Source passage ::
The cost of living crisis. An interest rate of 2.25%. Asserting control over the Conservative Party — who have a large majority in Parliament but splintered on critical issues.
These are the challenges that Rishi Sunak must overcome as Britain’s next prime minister. The 42-year-old former chancellor of the Exchequer (that refers to the government’s chief financial minister) will replace Liz Truss after her economic agenda — 45 billion pounds of tax cuts — sunk the pound and panicked financial markets.
Apart from being the first person of South Asian descent to lead Britain, Sunak rose to his position in just seven years: the fastest rise in the modern era of British politics.
Sunak could also be the first millennial to enter Number 10 Downing Street. After all, the social-media savvy ex-chancellor owns an 180 pounds smart mug and uses a Peleton exercise bike.
With that, you might wonder: is he too young to lead the UK out of its economic and political crisis? To answer that, let’s take a look at Sunak’s education journey to see who Britain’s new Prime Minister really is and the potential broader implications for the country:
The education of Rishi Sunak: Britain’s next prime minister
1. Winchester College
Sunak was born into a family with immigrant roots. His mother and father were born in Tanzania and Kenya, respectively. They met and married after their families migrated in the 1960s to Southampton in southern England.
Growing up, Sunak shuffled through multiple schools — including the Stroud School in Romsey, where he served as Head Boy.

Exercises ::
a) Rewrite the Rishi Sunak article from the words "Apart from being" through "of British politics.", switching "seven years" to "eight years".
b) According to the Rishi Sunak article, where were Sunak's mother and father born?

Information provided ::

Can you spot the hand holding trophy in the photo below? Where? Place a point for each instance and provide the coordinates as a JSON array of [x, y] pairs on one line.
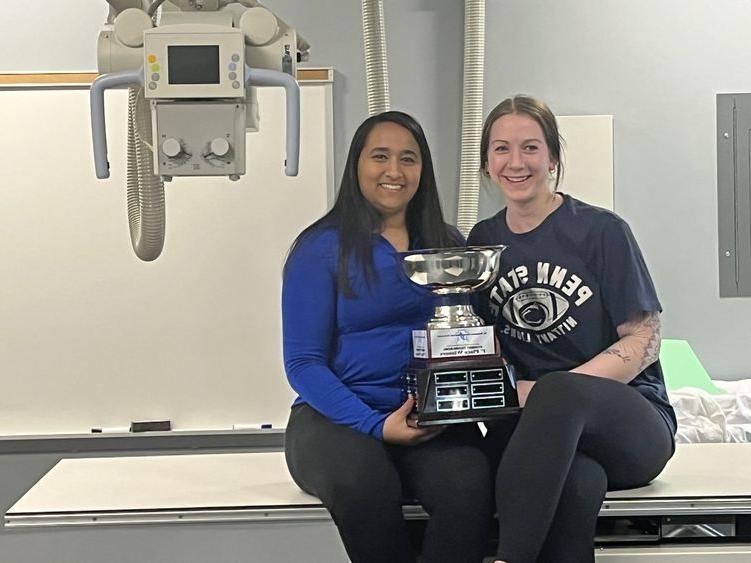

Responses for each task ::
a)
Apart from being the first person of South Asian descent to lead Britain, Sunak rose to his position in just eight years: the fastest rise in the modern era of British politics.

b) His mother was born in Tanzania and his father in Kenya.